**INPUT ROWS:**
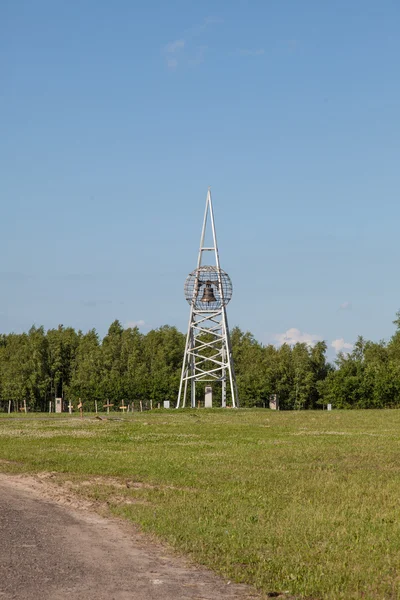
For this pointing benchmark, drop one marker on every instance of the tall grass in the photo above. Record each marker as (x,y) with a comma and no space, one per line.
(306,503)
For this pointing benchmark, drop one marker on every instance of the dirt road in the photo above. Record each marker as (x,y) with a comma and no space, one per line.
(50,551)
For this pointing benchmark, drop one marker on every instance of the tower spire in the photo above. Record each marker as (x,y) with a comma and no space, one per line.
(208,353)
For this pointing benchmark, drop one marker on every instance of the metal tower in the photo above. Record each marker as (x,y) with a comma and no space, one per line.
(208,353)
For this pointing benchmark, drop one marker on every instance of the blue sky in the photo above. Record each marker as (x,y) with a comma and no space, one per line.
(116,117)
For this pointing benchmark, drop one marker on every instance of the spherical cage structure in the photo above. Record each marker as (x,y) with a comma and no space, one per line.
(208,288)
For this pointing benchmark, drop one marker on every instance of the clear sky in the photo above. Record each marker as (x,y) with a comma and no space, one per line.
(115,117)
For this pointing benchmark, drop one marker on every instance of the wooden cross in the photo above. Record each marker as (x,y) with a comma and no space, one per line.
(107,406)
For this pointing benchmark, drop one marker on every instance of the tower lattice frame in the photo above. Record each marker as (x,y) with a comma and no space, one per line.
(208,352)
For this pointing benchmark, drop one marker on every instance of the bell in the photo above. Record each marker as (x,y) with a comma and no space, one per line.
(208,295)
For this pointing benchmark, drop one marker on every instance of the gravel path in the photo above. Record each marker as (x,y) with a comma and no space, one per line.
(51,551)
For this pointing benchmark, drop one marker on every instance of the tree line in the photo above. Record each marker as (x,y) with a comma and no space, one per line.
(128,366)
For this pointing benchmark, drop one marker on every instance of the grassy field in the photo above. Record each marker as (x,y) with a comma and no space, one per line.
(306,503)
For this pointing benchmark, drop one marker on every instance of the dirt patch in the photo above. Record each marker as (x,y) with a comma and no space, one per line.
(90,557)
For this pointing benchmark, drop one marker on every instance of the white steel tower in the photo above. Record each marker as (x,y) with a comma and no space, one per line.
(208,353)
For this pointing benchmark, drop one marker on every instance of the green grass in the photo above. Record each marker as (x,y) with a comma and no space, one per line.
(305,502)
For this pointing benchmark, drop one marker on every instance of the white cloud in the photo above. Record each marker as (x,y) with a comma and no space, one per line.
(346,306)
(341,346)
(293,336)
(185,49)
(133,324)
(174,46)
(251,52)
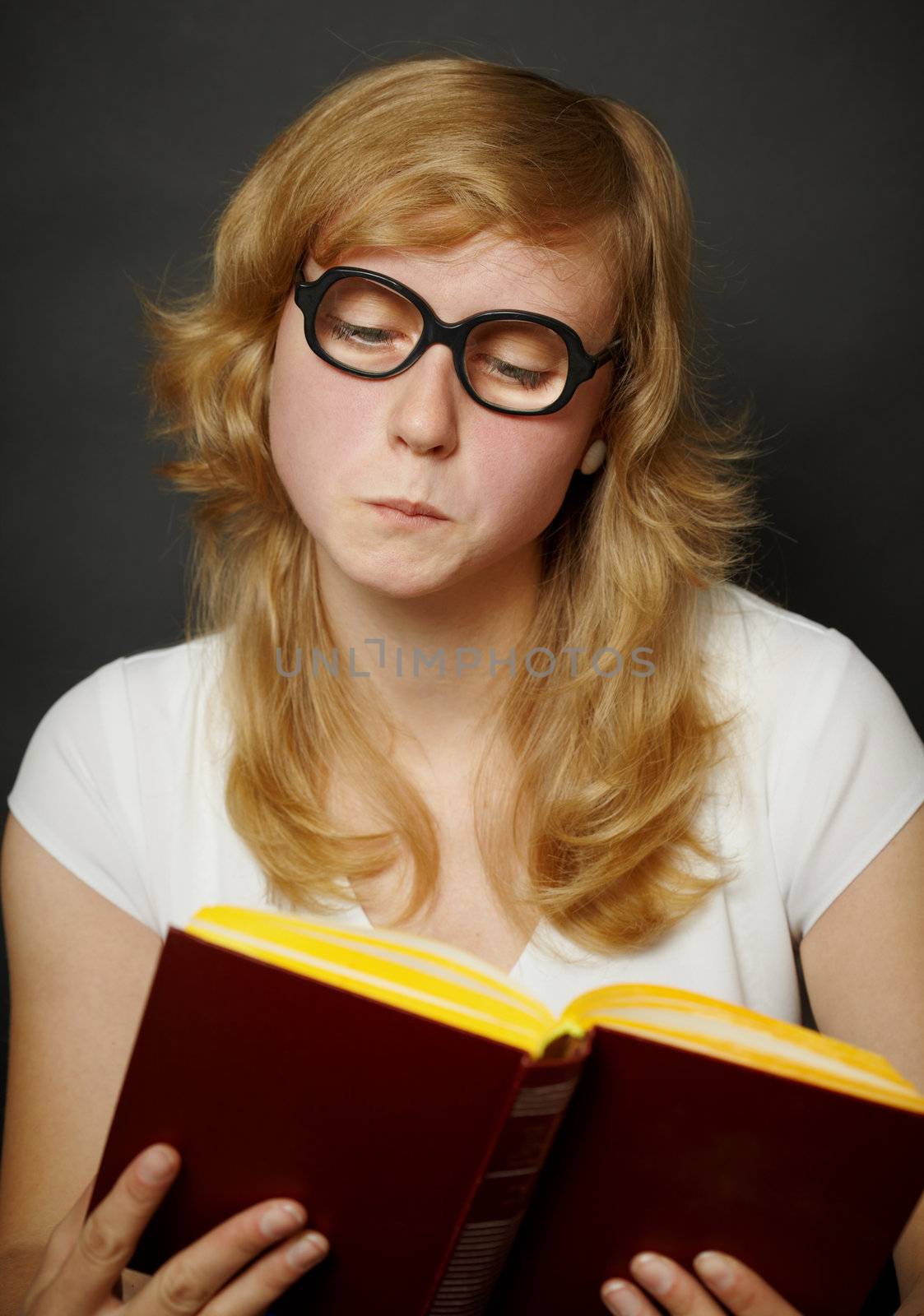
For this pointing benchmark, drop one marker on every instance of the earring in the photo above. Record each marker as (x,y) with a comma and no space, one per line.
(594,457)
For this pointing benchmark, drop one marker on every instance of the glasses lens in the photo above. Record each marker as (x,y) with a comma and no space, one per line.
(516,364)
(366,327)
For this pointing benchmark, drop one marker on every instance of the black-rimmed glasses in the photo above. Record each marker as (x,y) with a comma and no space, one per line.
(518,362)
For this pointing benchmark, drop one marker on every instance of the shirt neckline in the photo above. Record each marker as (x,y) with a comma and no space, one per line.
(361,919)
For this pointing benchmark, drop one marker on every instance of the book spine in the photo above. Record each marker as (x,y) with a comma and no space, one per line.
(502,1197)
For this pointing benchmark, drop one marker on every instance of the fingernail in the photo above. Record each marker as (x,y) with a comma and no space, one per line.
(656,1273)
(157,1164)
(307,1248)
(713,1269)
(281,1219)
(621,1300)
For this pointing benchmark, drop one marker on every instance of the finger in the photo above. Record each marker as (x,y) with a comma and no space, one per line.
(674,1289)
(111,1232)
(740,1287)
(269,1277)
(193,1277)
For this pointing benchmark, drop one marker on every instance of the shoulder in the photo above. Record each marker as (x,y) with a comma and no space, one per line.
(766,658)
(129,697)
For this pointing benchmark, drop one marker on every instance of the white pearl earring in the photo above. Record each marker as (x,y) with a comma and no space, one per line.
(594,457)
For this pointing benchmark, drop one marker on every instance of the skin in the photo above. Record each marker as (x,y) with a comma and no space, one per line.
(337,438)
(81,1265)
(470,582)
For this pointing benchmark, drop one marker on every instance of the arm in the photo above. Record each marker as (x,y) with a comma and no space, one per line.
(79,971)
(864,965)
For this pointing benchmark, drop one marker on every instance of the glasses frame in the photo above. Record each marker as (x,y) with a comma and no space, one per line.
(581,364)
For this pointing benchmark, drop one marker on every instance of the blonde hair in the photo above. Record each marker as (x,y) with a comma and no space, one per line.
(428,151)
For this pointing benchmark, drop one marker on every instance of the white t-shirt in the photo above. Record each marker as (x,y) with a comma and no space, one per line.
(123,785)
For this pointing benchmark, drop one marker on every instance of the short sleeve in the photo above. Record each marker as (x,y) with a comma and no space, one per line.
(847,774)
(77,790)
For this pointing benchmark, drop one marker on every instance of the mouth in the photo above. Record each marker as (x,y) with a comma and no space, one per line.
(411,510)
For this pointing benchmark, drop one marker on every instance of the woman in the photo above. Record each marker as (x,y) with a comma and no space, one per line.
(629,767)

**WORK TO COMPLETE:** Arrange everything from the line containing "of the short" down to the end of the data as a Markdown table with the columns Row and Text. Number each row and leave out blank lines.

**THE RESPONSE:**
| Row | Text |
|---|---|
| 1 | For this pointing benchmark, drop one marker on every instance of the short sleeve in the photo above. Record each marker as (x,y) with a comma and no space, one per line. |
| 2 | (847,774) |
| 3 | (77,790) |
| 4 | For this pointing benchmark, drop one marker on every instance of the mouth in the photo above. Record each marker as (x,y) with a comma and no space, one per line. |
| 5 | (411,510) |
| 6 | For this pointing benchmark, drop one marker on every instance of the woman in the photo above. Record each marker as (x,y) with a comma and no space, one per line. |
| 7 | (629,767) |